### REQUIRED WORK
Among the entries, find the lines with the string "pink" and report them.

### THE RECORDS
= = = = =

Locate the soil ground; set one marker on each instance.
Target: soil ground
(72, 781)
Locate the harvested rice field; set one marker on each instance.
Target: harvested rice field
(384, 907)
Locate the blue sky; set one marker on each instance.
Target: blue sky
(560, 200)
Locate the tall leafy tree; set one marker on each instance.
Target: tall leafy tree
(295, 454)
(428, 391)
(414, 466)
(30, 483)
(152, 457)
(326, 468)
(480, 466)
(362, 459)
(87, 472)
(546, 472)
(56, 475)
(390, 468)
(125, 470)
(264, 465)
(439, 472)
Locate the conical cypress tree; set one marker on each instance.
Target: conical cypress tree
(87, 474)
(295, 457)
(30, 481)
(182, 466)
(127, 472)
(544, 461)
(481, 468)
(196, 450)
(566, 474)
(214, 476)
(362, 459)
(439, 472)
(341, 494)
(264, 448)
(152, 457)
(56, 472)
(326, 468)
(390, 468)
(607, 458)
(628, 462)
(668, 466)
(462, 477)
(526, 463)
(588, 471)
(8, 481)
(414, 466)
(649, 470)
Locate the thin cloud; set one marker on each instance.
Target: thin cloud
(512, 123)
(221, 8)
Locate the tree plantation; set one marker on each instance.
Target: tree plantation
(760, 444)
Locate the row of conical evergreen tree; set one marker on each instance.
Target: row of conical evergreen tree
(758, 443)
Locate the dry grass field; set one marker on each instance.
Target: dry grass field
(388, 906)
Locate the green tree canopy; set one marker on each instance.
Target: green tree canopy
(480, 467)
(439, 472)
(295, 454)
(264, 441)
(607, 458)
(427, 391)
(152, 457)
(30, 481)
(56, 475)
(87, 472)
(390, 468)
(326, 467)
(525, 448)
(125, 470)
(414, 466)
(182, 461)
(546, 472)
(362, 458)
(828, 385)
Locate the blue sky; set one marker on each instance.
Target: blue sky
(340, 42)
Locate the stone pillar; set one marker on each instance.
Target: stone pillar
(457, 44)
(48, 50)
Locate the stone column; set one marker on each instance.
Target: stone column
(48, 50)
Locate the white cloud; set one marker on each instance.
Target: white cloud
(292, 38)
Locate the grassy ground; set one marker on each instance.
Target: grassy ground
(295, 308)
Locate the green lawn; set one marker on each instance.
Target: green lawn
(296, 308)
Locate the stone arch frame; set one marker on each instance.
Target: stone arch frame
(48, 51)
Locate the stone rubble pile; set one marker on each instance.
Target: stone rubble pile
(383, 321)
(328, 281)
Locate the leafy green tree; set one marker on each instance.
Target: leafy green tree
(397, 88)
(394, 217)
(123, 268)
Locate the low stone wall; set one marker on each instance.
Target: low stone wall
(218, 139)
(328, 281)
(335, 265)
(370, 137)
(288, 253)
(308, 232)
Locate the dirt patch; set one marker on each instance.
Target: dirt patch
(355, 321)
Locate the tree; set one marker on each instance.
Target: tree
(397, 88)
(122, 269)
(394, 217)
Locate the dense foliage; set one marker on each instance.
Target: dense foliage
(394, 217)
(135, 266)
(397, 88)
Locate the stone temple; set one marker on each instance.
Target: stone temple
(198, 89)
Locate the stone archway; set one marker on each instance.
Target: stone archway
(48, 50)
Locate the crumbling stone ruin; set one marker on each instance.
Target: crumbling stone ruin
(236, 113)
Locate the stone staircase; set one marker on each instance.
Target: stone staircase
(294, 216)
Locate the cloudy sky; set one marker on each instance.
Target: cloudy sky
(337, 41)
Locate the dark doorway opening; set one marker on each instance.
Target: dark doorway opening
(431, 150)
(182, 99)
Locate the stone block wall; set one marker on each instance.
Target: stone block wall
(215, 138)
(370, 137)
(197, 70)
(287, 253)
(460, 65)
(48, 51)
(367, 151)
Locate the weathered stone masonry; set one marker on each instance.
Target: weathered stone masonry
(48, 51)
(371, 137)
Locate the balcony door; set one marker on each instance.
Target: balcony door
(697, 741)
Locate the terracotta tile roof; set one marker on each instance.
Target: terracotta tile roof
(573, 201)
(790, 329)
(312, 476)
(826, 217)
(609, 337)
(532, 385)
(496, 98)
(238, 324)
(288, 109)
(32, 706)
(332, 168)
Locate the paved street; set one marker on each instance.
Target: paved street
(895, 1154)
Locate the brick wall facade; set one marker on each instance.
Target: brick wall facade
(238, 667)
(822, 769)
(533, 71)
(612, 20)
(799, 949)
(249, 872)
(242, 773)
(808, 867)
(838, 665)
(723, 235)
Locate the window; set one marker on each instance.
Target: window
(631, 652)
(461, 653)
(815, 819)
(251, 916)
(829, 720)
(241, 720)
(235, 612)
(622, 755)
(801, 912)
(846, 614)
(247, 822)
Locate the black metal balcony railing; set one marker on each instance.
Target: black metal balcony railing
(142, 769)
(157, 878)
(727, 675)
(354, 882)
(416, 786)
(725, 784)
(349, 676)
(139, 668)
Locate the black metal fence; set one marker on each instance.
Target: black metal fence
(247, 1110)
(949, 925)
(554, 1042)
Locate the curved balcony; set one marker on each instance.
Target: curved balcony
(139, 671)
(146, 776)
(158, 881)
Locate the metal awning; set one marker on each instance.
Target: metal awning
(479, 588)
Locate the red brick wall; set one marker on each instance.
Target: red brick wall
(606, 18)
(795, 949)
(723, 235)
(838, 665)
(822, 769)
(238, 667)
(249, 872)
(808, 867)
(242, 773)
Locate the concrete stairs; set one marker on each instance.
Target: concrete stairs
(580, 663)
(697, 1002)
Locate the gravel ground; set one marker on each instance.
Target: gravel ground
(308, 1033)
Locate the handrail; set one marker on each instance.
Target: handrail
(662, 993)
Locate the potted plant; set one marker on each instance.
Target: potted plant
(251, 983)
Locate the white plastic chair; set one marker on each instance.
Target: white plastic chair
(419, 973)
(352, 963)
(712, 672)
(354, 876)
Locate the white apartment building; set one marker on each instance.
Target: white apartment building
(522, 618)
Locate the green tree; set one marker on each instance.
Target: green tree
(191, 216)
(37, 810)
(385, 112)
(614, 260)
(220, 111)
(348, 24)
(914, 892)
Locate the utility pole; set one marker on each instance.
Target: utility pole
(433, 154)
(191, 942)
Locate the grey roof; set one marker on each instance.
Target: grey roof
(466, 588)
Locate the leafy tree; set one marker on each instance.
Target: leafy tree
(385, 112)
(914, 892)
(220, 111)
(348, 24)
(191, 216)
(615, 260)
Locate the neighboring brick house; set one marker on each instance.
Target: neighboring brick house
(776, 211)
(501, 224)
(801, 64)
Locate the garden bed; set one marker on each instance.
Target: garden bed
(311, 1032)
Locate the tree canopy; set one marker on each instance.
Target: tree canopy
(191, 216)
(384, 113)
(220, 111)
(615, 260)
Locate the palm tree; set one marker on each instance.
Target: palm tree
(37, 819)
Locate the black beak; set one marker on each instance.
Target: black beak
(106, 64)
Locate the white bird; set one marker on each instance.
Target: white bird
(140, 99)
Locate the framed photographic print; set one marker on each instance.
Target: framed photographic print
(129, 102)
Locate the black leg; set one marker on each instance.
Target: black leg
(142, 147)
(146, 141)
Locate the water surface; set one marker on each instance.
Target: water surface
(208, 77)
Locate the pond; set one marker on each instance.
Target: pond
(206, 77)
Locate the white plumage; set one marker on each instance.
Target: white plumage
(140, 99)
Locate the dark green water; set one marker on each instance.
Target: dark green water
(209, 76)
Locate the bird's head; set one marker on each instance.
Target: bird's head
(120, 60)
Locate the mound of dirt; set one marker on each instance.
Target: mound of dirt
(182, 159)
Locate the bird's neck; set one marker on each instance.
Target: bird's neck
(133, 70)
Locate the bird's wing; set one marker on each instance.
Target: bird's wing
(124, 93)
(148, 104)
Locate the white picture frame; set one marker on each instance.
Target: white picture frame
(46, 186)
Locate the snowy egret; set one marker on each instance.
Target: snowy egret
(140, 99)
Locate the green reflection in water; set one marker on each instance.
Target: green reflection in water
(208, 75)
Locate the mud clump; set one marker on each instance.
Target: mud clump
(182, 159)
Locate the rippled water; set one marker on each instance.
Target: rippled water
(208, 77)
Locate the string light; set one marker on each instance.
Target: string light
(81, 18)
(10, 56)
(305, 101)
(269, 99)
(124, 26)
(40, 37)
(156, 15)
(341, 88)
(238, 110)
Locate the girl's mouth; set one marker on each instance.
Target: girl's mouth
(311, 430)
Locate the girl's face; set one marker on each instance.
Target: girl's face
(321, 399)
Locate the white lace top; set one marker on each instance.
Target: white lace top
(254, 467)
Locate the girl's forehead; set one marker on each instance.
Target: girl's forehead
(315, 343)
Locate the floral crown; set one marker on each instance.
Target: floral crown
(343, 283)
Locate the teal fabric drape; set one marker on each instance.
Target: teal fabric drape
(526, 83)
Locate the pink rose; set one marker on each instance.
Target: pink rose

= = = = =

### RESPONSE TO THIS TASK
Locate the pink rose; set one marker on each instance.
Target: pink rose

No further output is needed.